TASK DESCRIPTION :: Print the line where "Annotate the green" occurs and every line that follows it in the data below, ending with the last line, precisely as written.

GIVEN RECORDS ::
---

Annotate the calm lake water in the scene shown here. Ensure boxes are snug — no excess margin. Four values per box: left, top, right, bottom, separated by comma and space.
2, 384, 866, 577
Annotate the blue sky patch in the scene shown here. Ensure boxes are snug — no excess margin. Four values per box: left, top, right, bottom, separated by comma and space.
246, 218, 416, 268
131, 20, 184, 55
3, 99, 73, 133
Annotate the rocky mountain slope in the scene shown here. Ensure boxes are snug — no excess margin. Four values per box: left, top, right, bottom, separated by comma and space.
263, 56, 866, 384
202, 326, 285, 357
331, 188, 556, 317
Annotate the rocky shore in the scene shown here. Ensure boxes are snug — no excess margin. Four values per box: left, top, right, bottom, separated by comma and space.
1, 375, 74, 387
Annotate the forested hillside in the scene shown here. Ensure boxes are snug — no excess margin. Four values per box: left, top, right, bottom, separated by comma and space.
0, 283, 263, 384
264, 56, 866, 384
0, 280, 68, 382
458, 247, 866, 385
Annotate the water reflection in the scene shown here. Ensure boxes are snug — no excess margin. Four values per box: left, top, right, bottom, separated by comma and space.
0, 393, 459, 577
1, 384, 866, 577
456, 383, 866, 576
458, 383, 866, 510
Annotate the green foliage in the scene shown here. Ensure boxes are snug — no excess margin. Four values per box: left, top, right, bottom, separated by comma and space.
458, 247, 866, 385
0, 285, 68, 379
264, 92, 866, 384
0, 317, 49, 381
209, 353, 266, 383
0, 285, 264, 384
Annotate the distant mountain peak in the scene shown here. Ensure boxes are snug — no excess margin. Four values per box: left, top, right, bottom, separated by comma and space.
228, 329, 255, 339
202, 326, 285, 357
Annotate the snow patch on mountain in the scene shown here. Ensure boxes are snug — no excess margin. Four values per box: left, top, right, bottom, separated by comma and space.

---

REPLY TO THE EXERCISE ::
Annotate the green foliage in the scene shown here. Ensure boxes are snug — no excess margin. Four values per box: left, top, right, bottom, separated by comma and space.
458, 247, 866, 385
0, 285, 68, 379
264, 92, 866, 384
0, 317, 49, 381
209, 353, 266, 383
0, 285, 264, 384
Annotate the distant mountain peak in the scene shown here. Ensure boxes are snug — no excess margin. Four values per box: left, top, right, bottom, separated by comma and space.
228, 329, 255, 339
202, 326, 285, 357
Annotate the snow patch on mountain in the scene shown here. Ensure boxes are snug — no excess margin. Four values per box: left, top, right, bottom, separated by comma and space.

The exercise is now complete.